-- SET TASK --
Render as a numbered list, with blank lines omitted, the lines of the rows below that start with the line containing "field shown in the photo above." and continue through the final line of the rows.

-- INFORMATION SUPPLIED --
----

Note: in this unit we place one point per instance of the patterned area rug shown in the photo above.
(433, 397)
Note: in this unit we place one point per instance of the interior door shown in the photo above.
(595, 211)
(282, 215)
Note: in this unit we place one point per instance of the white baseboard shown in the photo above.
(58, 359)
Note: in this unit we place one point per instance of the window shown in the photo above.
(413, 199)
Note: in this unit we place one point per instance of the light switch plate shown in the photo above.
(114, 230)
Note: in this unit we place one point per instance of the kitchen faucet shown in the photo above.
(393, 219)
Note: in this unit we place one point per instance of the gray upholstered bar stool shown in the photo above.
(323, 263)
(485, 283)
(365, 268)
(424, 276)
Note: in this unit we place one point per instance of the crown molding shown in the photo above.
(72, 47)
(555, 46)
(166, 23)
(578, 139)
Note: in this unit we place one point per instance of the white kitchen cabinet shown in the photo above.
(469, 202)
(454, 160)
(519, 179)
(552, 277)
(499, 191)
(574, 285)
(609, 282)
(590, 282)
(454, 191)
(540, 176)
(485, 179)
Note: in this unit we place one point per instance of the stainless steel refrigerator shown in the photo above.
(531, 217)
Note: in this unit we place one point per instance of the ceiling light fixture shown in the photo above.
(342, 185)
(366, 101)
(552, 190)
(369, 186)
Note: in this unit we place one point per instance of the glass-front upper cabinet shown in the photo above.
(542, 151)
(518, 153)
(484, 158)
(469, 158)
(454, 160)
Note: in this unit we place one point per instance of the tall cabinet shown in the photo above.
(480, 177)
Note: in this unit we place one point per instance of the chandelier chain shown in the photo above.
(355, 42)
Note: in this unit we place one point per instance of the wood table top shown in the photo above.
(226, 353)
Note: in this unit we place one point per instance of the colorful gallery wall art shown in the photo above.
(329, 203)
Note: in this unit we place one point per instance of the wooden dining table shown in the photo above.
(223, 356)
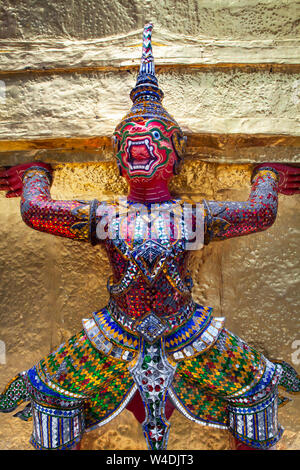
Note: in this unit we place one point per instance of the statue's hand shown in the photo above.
(11, 179)
(289, 177)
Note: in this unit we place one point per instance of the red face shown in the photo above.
(148, 151)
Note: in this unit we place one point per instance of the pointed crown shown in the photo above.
(146, 95)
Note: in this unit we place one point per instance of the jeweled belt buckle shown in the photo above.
(151, 328)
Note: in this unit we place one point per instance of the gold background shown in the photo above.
(237, 109)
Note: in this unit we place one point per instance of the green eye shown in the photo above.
(156, 135)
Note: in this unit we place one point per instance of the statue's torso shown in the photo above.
(149, 259)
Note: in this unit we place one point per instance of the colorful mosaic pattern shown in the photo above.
(154, 374)
(152, 336)
(225, 368)
(232, 219)
(13, 395)
(146, 95)
(71, 219)
(78, 368)
(56, 428)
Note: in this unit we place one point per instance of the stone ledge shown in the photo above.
(123, 52)
(208, 147)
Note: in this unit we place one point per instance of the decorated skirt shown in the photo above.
(210, 375)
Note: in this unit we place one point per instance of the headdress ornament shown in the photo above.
(146, 95)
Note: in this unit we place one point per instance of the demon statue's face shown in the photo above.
(149, 150)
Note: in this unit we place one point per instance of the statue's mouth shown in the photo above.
(140, 155)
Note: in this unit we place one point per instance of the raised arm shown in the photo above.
(71, 219)
(232, 219)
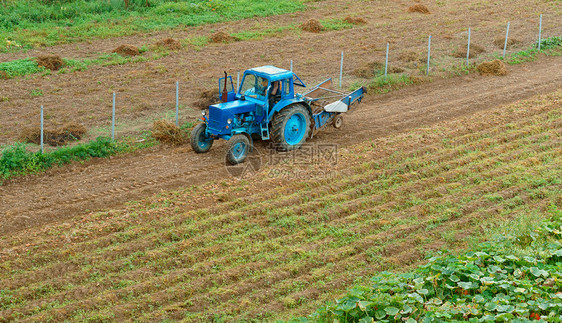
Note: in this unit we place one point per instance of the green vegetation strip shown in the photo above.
(46, 23)
(513, 277)
(16, 160)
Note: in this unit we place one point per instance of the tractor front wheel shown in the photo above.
(290, 127)
(200, 142)
(238, 147)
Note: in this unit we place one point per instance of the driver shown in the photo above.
(262, 87)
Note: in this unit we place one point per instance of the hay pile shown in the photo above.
(419, 8)
(52, 62)
(475, 50)
(55, 137)
(169, 43)
(312, 26)
(500, 42)
(355, 20)
(127, 50)
(206, 98)
(221, 37)
(168, 132)
(494, 68)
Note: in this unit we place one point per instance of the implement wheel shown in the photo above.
(238, 148)
(199, 140)
(290, 127)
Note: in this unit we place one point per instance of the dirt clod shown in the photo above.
(495, 67)
(168, 132)
(355, 20)
(312, 26)
(500, 42)
(222, 37)
(206, 98)
(127, 50)
(419, 8)
(52, 62)
(475, 50)
(55, 137)
(169, 43)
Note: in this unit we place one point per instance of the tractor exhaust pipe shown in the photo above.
(224, 96)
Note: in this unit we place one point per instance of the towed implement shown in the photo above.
(265, 106)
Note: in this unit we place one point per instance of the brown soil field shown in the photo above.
(98, 184)
(271, 247)
(156, 234)
(145, 90)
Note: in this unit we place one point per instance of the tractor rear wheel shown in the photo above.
(290, 127)
(199, 140)
(238, 148)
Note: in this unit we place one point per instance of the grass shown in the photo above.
(267, 248)
(47, 23)
(20, 67)
(17, 160)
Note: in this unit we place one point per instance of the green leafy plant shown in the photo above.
(20, 67)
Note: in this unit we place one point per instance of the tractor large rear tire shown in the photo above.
(291, 127)
(199, 140)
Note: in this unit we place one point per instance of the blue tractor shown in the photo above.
(266, 107)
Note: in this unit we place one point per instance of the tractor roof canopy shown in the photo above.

----

-- OUTPUT --
1. Note: in this unit we place one point per instance of the brown soil field shown in the photo above.
2. (98, 184)
3. (271, 247)
4. (156, 234)
5. (145, 90)
6. Note: in this unit we place one point per instance of the tractor rear wheel shown in the photo above.
7. (290, 127)
8. (199, 140)
9. (238, 148)
10. Note: in this unit we place one point per instance of the grass shown in the photo above.
11. (267, 248)
12. (47, 23)
13. (20, 67)
14. (17, 160)
15. Note: in this unit we place one point per instance of the green leafy plant shown in the photo above.
16. (20, 67)
17. Note: in this unit we place one point per instance of the tractor large rear tire shown in the photo above.
18. (291, 127)
19. (199, 140)
20. Note: in this unit we place one point per instance of the blue tractor shown in the photo above.
21. (266, 107)
22. Note: in this unit we place one point per instance of the tractor roof canopy shown in the photo above.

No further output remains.